WRITTEN EXERCISE | Reproduce the data below verbatim, starting with the line containing "Find the white splash" and continuing through the line containing "[(247, 119)]".

DATASET |
☆ ☆ ☆
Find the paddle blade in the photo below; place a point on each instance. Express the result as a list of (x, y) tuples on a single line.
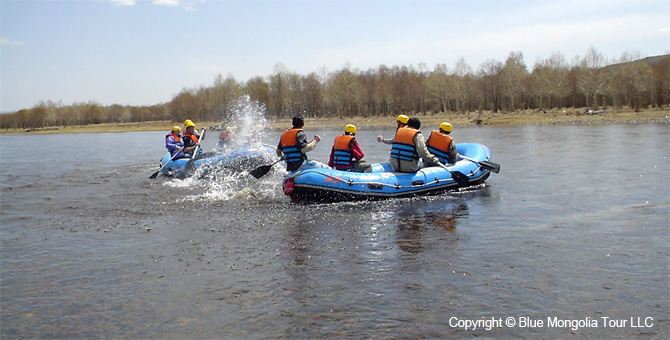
[(495, 167), (261, 171), (460, 178)]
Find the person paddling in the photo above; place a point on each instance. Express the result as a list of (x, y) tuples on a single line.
[(293, 147), (174, 144), (191, 138), (408, 146), (346, 153), (401, 121), (442, 145)]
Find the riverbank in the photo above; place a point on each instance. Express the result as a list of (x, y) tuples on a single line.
[(568, 116)]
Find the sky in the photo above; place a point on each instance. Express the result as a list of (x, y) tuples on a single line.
[(144, 52)]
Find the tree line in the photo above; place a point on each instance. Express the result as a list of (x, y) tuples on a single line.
[(553, 83)]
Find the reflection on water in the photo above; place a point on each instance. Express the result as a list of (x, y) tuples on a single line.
[(93, 249)]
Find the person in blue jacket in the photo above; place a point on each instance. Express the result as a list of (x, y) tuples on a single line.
[(174, 144)]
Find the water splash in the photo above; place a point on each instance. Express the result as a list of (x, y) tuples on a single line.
[(246, 119), (233, 182)]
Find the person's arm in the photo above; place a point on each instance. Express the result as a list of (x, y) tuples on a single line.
[(356, 150), (452, 154), (278, 150), (332, 155), (422, 150), (381, 139), (304, 146)]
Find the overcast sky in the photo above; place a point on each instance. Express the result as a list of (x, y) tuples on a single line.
[(144, 52)]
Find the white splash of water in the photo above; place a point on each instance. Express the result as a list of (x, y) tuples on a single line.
[(247, 119)]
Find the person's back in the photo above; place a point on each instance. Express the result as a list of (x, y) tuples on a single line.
[(408, 147), (293, 146), (346, 153), (442, 145), (174, 144)]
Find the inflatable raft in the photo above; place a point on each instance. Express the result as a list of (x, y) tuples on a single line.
[(329, 185), (239, 159)]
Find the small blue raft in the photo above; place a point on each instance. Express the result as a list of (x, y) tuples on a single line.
[(244, 157), (328, 185)]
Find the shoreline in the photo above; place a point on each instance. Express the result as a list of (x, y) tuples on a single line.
[(558, 117)]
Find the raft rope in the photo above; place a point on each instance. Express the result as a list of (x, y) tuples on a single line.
[(378, 184)]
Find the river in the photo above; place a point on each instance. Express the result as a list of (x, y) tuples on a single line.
[(570, 240)]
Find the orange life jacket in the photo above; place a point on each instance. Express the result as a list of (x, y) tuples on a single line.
[(289, 146), (176, 137), (342, 154), (403, 146), (192, 137), (438, 145)]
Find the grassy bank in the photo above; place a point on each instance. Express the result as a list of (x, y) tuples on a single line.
[(569, 116)]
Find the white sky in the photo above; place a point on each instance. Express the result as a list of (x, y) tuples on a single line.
[(143, 52)]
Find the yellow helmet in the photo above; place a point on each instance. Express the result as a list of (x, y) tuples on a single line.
[(446, 127)]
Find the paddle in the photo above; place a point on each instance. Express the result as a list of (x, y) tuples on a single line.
[(166, 163), (190, 163), (262, 170), (457, 176), (491, 166)]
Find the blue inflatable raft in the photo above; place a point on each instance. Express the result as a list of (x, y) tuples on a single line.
[(242, 158), (328, 185)]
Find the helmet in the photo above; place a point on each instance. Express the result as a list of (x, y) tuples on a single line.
[(446, 127)]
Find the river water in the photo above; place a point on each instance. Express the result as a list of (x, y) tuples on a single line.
[(570, 240)]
☆ ☆ ☆
REPLY TO THE TASK |
Find the white splash of water in the photo above; place a point on each instance. Express the result as a list of (x, y) tuples on a single line.
[(247, 119)]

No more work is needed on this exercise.